— BEGIN EXERCISE MATERIAL —

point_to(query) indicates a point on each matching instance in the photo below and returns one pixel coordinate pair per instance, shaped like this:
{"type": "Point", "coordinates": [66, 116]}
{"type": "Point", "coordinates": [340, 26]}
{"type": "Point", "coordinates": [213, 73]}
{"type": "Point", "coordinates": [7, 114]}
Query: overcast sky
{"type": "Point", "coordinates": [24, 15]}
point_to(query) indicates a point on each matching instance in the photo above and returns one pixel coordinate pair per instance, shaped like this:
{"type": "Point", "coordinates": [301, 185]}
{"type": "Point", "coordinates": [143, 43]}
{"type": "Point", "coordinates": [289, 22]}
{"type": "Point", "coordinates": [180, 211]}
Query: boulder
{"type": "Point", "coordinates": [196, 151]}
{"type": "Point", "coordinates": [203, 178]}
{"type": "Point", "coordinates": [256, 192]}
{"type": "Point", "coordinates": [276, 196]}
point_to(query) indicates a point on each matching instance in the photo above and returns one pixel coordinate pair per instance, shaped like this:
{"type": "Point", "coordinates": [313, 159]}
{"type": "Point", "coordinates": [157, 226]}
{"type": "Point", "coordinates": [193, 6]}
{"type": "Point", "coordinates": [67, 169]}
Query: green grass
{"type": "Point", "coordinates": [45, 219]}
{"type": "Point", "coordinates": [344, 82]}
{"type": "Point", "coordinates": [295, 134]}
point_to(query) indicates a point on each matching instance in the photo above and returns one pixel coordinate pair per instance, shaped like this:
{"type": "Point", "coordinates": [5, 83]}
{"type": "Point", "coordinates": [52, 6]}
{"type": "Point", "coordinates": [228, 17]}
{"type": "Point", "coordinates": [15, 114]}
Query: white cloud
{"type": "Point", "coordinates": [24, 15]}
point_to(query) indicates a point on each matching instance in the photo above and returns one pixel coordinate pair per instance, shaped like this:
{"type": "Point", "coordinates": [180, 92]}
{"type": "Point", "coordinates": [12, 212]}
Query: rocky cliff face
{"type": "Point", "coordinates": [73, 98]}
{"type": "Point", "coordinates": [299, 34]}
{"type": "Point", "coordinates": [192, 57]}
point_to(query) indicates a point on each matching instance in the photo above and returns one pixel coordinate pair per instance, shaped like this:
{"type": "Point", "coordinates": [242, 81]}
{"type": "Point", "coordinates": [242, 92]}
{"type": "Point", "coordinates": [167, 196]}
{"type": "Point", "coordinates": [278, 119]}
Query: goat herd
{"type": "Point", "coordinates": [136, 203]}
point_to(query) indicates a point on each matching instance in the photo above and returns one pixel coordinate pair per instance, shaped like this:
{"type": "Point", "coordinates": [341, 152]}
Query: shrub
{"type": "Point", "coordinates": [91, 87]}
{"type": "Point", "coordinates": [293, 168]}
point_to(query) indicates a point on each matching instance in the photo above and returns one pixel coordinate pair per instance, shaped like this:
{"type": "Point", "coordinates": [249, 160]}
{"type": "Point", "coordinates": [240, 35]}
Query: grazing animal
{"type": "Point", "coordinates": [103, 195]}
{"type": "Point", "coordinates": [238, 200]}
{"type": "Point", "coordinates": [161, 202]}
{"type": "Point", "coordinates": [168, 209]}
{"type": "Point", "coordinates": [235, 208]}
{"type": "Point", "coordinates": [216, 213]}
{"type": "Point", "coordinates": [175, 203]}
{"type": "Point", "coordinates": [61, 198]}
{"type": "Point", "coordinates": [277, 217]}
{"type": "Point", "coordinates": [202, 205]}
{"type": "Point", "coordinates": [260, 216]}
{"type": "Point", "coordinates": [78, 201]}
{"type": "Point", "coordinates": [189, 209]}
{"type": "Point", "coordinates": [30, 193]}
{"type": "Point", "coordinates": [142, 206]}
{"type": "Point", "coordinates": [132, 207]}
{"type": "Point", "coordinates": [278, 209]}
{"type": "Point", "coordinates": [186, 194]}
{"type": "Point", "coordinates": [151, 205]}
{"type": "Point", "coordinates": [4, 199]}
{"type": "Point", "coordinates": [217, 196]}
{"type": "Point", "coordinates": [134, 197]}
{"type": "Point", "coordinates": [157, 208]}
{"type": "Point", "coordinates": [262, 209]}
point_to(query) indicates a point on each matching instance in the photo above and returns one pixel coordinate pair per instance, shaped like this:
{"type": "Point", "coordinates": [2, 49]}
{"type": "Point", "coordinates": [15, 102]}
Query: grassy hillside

— END EXERCISE MATERIAL —

** WRITTEN EXERCISE **
Revise the lines above by changing every "instance" to "object", and leave everything else unchanged.

** THE RESPONSE **
point_to(query) indicates a point on each matching object in the photo below and returns one pixel coordinate pair per object, shaped like this:
{"type": "Point", "coordinates": [66, 116]}
{"type": "Point", "coordinates": [340, 26]}
{"type": "Point", "coordinates": [213, 73]}
{"type": "Point", "coordinates": [7, 114]}
Query: overcast sky
{"type": "Point", "coordinates": [24, 15]}
point_to(query) indicates a point on each matching object in the photo above and returns one pixel coordinate pair per object, shaped like this:
{"type": "Point", "coordinates": [301, 185]}
{"type": "Point", "coordinates": [143, 43]}
{"type": "Point", "coordinates": [289, 22]}
{"type": "Point", "coordinates": [180, 211]}
Query: boulder
{"type": "Point", "coordinates": [196, 151]}
{"type": "Point", "coordinates": [203, 178]}
{"type": "Point", "coordinates": [256, 192]}
{"type": "Point", "coordinates": [276, 196]}
point_to(query) indicates a point on each matching object in the photo above and returns one pixel coordinate pair per object, shaped like this:
{"type": "Point", "coordinates": [313, 159]}
{"type": "Point", "coordinates": [157, 226]}
{"type": "Point", "coordinates": [193, 6]}
{"type": "Point", "coordinates": [67, 169]}
Query: green grass
{"type": "Point", "coordinates": [45, 219]}
{"type": "Point", "coordinates": [344, 82]}
{"type": "Point", "coordinates": [295, 134]}
point_to(query) indicates a point on each matching object in the photo above and returns one pixel coordinate pair per object, shaped like this:
{"type": "Point", "coordinates": [5, 83]}
{"type": "Point", "coordinates": [52, 6]}
{"type": "Point", "coordinates": [228, 17]}
{"type": "Point", "coordinates": [15, 114]}
Query: white cloud
{"type": "Point", "coordinates": [24, 15]}
point_to(query) indicates a point on each matching object in the photo above and returns one pixel coordinate pair per object, shaped like this:
{"type": "Point", "coordinates": [180, 92]}
{"type": "Point", "coordinates": [12, 212]}
Query: rocky cliff face
{"type": "Point", "coordinates": [73, 98]}
{"type": "Point", "coordinates": [299, 34]}
{"type": "Point", "coordinates": [192, 57]}
point_to(query) indicates a point on each matching object in the photo above and returns one pixel coordinate pair per object, shaped like this:
{"type": "Point", "coordinates": [242, 81]}
{"type": "Point", "coordinates": [242, 92]}
{"type": "Point", "coordinates": [167, 196]}
{"type": "Point", "coordinates": [278, 119]}
Query: goat herd
{"type": "Point", "coordinates": [136, 203]}
point_to(query) indicates a point on each matching object in the photo above and returns one pixel coordinate pair per object, shaped like this:
{"type": "Point", "coordinates": [341, 152]}
Query: shrub
{"type": "Point", "coordinates": [91, 87]}
{"type": "Point", "coordinates": [293, 168]}
point_to(query) indicates a point on each matching object in the photo above and returns one pixel coordinate pair per object, shaped like this:
{"type": "Point", "coordinates": [249, 160]}
{"type": "Point", "coordinates": [240, 35]}
Query: grazing animal
{"type": "Point", "coordinates": [103, 195]}
{"type": "Point", "coordinates": [238, 200]}
{"type": "Point", "coordinates": [161, 202]}
{"type": "Point", "coordinates": [168, 209]}
{"type": "Point", "coordinates": [235, 208]}
{"type": "Point", "coordinates": [216, 213]}
{"type": "Point", "coordinates": [175, 203]}
{"type": "Point", "coordinates": [61, 198]}
{"type": "Point", "coordinates": [277, 217]}
{"type": "Point", "coordinates": [202, 205]}
{"type": "Point", "coordinates": [260, 216]}
{"type": "Point", "coordinates": [78, 201]}
{"type": "Point", "coordinates": [189, 209]}
{"type": "Point", "coordinates": [30, 193]}
{"type": "Point", "coordinates": [142, 206]}
{"type": "Point", "coordinates": [132, 207]}
{"type": "Point", "coordinates": [278, 209]}
{"type": "Point", "coordinates": [186, 194]}
{"type": "Point", "coordinates": [151, 205]}
{"type": "Point", "coordinates": [4, 199]}
{"type": "Point", "coordinates": [217, 196]}
{"type": "Point", "coordinates": [134, 197]}
{"type": "Point", "coordinates": [157, 208]}
{"type": "Point", "coordinates": [262, 209]}
point_to(query) indicates a point on each matching object in the photo above and returns one pixel coordinate pair per object, shaped like this:
{"type": "Point", "coordinates": [2, 49]}
{"type": "Point", "coordinates": [15, 102]}
Query: grassy hillside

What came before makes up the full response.